((
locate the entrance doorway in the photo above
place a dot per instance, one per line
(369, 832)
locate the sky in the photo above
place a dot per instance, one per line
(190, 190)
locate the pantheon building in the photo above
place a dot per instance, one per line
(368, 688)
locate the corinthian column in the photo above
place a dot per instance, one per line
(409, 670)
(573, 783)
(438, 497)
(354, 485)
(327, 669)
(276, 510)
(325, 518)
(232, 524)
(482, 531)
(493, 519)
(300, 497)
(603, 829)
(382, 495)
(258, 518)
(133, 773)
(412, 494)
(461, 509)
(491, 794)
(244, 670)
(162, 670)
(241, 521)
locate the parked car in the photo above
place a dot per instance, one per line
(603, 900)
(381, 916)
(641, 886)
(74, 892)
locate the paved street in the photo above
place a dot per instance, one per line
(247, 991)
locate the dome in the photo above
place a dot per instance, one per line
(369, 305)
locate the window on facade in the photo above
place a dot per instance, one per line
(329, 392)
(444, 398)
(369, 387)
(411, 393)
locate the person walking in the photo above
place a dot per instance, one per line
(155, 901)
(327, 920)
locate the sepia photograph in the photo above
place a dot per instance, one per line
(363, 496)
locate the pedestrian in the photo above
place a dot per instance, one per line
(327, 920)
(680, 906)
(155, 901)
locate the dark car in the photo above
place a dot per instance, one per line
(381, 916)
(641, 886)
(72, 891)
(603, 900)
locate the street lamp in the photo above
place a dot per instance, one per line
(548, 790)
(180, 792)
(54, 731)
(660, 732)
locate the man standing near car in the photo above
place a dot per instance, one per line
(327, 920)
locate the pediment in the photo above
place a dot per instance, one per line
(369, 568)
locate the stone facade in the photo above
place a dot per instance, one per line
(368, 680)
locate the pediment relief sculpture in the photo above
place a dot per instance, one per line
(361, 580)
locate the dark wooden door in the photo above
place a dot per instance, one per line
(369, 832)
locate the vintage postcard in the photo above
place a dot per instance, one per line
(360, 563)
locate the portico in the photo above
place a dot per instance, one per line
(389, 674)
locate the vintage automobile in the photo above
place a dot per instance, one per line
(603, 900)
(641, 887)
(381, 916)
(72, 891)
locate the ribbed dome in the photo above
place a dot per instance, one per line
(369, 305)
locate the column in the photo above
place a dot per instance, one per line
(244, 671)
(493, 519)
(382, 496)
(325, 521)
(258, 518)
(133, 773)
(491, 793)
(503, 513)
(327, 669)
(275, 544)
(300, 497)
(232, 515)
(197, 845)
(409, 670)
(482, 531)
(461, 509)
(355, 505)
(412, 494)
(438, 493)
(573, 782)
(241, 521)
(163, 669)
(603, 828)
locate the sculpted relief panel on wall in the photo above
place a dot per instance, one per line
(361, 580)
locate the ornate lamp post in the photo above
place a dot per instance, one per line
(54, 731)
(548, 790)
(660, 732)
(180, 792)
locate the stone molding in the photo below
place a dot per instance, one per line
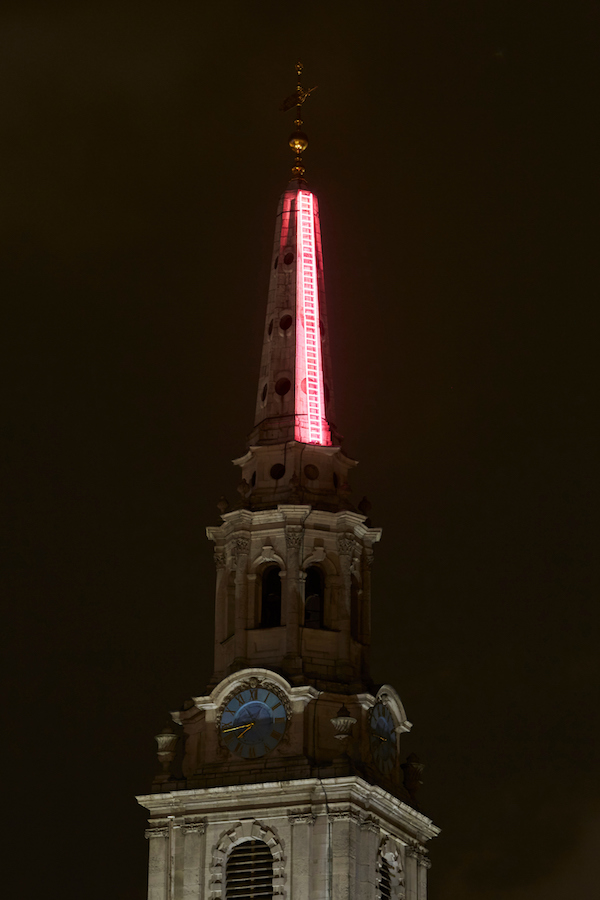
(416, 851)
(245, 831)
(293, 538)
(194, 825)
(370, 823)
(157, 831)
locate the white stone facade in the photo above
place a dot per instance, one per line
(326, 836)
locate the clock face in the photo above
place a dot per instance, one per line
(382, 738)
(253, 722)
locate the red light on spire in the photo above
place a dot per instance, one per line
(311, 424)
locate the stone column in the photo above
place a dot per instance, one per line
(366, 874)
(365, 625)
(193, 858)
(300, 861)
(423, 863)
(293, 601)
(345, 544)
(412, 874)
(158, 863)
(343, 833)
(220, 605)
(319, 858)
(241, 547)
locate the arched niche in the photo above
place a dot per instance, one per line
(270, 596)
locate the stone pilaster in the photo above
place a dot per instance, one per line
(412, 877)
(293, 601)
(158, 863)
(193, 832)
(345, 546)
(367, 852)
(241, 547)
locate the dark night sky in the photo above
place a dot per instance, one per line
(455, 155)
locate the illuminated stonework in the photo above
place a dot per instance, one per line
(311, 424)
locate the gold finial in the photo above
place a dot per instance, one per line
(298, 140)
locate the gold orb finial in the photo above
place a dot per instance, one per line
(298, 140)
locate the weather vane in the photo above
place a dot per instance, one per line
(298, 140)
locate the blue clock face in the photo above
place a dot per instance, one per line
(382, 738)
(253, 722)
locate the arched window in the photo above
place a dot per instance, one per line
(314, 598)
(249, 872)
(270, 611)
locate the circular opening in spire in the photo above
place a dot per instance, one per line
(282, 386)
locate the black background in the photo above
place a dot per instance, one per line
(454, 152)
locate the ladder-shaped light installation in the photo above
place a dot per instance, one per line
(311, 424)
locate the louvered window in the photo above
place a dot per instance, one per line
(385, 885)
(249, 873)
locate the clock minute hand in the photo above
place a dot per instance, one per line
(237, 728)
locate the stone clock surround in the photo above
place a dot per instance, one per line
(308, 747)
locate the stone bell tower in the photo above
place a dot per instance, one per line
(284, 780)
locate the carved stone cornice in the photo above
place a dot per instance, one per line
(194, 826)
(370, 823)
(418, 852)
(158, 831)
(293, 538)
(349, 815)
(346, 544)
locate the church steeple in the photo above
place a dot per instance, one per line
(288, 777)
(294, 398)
))
((
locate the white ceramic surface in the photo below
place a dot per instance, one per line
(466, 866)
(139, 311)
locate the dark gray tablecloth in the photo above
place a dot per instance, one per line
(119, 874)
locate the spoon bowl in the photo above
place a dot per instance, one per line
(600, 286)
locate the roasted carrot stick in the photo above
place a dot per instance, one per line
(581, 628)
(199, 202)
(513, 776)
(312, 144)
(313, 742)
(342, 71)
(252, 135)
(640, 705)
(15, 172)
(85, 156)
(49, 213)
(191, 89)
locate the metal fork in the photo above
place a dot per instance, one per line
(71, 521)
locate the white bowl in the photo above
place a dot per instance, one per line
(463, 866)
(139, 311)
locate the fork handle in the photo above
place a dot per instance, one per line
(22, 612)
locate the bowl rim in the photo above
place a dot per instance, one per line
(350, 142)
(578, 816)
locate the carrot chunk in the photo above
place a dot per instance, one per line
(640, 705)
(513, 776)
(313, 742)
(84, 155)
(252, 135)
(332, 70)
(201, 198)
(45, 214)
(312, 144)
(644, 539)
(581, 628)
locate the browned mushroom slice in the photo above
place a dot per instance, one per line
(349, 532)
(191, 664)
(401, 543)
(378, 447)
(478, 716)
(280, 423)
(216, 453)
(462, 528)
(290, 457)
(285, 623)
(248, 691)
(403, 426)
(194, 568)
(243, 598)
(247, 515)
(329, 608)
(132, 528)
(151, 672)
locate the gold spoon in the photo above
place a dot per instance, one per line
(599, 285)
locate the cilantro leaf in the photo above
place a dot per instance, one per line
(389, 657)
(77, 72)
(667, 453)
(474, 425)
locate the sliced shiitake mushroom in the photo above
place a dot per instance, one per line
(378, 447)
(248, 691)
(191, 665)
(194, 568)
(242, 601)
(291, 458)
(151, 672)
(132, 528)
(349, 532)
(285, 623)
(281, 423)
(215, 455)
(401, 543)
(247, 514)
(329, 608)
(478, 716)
))
▸ **ACTIVITY**
Please reproduce the lines from the line with "locate the entrance" to the line with "locate the corinthian", both ends included, exactly as they appear above.

▸ **PROBLEM SOLUTION**
locate the entrance doorway in the photo above
place a dot per instance, one per line
(369, 832)
locate the sky in the photo above
place a dot per instance, one per line
(190, 190)
locate the pantheon building in the photo above
place a dot per instance, one per line
(368, 688)
locate the corinthian column in the photo above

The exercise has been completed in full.